WHAT TO DO: Give back the entire listing verbatim.

[Begin PROVIDED INFORMATION]

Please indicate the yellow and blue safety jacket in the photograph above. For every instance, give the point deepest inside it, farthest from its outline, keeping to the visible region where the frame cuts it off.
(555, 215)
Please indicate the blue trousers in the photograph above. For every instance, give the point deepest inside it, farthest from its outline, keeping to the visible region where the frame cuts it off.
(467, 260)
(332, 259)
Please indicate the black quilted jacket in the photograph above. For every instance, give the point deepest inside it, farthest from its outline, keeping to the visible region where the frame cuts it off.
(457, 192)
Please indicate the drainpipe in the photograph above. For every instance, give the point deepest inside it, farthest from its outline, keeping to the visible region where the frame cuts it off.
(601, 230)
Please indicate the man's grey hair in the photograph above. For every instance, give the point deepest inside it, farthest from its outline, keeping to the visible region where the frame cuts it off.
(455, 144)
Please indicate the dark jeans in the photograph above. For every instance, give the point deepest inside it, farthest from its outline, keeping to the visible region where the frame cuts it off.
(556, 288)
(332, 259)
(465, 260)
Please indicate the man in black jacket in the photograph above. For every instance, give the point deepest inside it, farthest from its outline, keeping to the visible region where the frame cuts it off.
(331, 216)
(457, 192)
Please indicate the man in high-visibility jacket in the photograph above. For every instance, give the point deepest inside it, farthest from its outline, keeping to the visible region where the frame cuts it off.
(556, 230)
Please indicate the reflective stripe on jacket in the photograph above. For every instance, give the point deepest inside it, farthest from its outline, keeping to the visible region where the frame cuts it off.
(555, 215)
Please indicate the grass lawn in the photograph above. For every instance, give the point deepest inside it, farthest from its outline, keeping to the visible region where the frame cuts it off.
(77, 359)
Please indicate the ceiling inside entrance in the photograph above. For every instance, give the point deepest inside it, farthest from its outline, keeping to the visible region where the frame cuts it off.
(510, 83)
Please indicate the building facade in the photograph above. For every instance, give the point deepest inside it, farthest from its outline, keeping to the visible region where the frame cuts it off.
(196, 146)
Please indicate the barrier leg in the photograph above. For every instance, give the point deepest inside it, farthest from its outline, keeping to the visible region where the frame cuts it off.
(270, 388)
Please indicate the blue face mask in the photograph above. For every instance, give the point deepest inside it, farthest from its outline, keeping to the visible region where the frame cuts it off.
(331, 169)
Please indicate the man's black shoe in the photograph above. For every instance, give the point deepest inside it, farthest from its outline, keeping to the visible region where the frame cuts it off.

[End PROVIDED INFORMATION]

OUTPUT:
Please indicate the yellow and blue safety jacket in the photograph above. For every instance, give the point deepest inside it, farthest from its outline, keeping to the visible region where the frame cuts it off.
(555, 215)
Please indicate the blue trousers in the photograph above. For every instance, give the point deepest inside it, farthest from its outline, keeping to the visible region where the frame cuts it off.
(467, 260)
(332, 259)
Please indicate the black quilted jacket in the photograph above. For every instance, give the point deepest inside it, farthest from its outline, keeping to the visible region where the frame cuts it off.
(457, 192)
Please indicate the drainpipe in the photograph above. For every instance, give the point deepest inside it, farthest from its outline, keeping to the visible region where the frame cuts it off.
(601, 230)
Please indicate the man's grey hair in the photograph above. For every instance, give the point deepest inside it, farthest from its outline, keeping to the visible region where the frame cuts it off.
(455, 144)
Please indicate the dark jeans in the photograph above. For every instance, give the point deepest inside it, farthest from its outline, keeping to the visible region where the frame cuts it off.
(556, 288)
(332, 259)
(465, 260)
Please indicate the man in black jacket in the photograph above. For every instance, give the point deepest inside it, farthest from its outline, keeping to the visible region where the frame cuts it off.
(331, 216)
(457, 192)
Please indicate the man in high-visibility jacket in the photograph above. For every instance, give the point deepest inside it, farthest from its outline, keeping to the visible region where the frame cuts it off.
(556, 230)
Please indicate the reflective stripe on jacket in the photograph above. For every instance, give the point deepest inside it, farthest from its outline, keeping to the visible region where the frame cuts it off.
(555, 215)
Please indicate the grass lawn in the photograph above. For every instance, give the point deepest inside it, farthest from its outline, keeping to the visible region where the frame cuts it off.
(77, 359)
Please indicate the ceiling inside entrance in the photograph above. For every instance, give the point deepest inside it, farthest from its outline, keeping to the visible region where the frame cuts it off.
(510, 83)
Please indicate the building facade in the photograph above. For every instance, give the point deepest inside it, farthest from its outline, keeping to the visible region where the frame cuts it off.
(196, 146)
Please indicate the barrier leg in the photograph above. For every instance, give the point deepest inside it, farthest from its outline, keeping to the visible region where the frame cuts it off.
(270, 388)
Please indicate the blue face mask in the photograph above. For every instance, give the point deepest inside it, farthest from its outline, keeping to the visible region where the frame cuts it off.
(331, 169)
Please indicate the man's black shoe in the photograph above. For every instance, give the point deepest inside it, farthest from its outline, keeping to the visible region where the frame cuts it off.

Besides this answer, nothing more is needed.